ASSIGNMENT
Exactly reproduce the lines from the line containing "Query: snow covered roof" to the end of the data below, inclusive, and nothing else.

#### AVAILABLE DATA

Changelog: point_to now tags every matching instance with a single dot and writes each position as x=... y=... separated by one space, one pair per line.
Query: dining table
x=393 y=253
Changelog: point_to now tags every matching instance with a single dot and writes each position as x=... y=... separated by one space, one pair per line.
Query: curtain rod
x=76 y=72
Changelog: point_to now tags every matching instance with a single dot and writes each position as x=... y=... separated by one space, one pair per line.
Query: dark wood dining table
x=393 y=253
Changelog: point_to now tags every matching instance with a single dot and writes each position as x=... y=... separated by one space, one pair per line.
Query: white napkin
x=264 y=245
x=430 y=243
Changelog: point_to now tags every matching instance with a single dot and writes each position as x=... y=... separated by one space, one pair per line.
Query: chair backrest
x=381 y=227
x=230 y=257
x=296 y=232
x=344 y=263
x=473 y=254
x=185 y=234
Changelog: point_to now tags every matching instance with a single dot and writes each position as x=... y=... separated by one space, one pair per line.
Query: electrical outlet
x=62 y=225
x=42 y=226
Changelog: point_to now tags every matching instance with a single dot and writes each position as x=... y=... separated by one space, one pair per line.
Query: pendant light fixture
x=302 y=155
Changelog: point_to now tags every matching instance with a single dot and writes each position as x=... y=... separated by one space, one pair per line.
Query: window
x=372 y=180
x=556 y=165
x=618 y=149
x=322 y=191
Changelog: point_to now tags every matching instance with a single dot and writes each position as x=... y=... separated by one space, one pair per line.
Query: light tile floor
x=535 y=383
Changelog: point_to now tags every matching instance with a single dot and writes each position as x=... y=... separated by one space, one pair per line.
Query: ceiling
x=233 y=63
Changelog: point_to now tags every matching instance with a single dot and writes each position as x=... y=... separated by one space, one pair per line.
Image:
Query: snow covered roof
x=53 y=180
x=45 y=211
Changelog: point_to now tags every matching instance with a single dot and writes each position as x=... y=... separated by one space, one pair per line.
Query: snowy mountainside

########

OUTPUT OF THE EXERCISE
Query: snow covered roof
x=53 y=180
x=45 y=211
Changelog: point_to now tags every matching instance with a single dot and writes each position as x=... y=... separated by one space, one pair per line.
Query: snowy mountainside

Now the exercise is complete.